→ EXERCISE OBJECTIVE
Reproduce the records exactly.

→ DATA EXTRACT
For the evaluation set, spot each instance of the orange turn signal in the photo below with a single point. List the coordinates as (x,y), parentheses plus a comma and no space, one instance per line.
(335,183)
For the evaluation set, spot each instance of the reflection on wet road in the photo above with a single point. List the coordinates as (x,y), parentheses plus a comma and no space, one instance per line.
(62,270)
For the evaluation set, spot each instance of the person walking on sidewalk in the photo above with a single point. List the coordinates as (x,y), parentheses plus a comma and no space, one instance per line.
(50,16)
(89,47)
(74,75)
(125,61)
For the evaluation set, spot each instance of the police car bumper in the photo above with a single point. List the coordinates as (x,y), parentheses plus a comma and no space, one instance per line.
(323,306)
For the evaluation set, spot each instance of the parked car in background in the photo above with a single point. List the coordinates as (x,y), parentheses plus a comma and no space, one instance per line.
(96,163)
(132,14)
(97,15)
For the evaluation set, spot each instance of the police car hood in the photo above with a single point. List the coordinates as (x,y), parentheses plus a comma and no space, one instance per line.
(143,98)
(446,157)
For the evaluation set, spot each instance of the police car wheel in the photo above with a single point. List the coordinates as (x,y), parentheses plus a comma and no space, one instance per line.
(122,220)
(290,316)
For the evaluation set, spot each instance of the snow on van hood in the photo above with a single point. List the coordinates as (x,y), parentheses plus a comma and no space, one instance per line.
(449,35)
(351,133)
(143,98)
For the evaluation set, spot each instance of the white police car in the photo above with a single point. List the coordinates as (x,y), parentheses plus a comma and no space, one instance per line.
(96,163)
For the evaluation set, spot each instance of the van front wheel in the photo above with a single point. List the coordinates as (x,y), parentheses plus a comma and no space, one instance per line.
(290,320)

→ CORRECT ANSWER
For the evaluation set, spot each instance of the orange turn signal in the photo below with a single point. List the coordinates as (x,y), parentheses plus a comma and no space, one instance per line.
(335,183)
For the evaluation set, spot each instance of the reflection on wet road in the photo above with a single point. List the coordinates as (x,y), parentheses plus a comma and no space, one instance per line.
(62,270)
For the evaluation set, spot each instance of the person walking on sidewalk in the photo above with a single point. List the coordinates as (x,y), parentheses plus a comma and no space, one instance per line.
(50,16)
(89,47)
(74,75)
(125,61)
For the evaluation set, spot each instance of the police car bumper in the photo above with a single point. List the coordinates as (x,y), parentheses plus a comma and no space, one instance per line.
(323,306)
For the evaluation set, spot each instance of the parked car in background in the photo above with a single point. List the coordinates as (x,y), parentheses plus a comma and no space, one instance per line.
(96,163)
(132,14)
(97,15)
For the evaluation set, spot each instance of the police car hood in the photo above with a single point. List the coordinates as (x,y), parentheses plus a comma and no space, one instance per line.
(143,98)
(446,157)
For the evaluation set, spot each instance of the police car wheel in the photo above with a single point. List the coordinates as (x,y), parentheses plus a comma and no space, one instance per line.
(122,220)
(290,316)
For the evaluation set, spot each instance of the snow on van hood in the photo above with a single point. List the coordinates as (x,y), parentheses plus a comma and no space, one instance per line.
(449,35)
(351,133)
(143,98)
For the evaluation set, spot each instance of the white police car in the photo above with a single point. List the coordinates as (x,y), parentheses plus a comma and no space, one instance per line.
(96,163)
For the evaluation set, spot each instance of the van front wheel in the photo above with a single point. List the coordinates as (x,y), parentheses plus a comma and no space, one instance per line.
(290,320)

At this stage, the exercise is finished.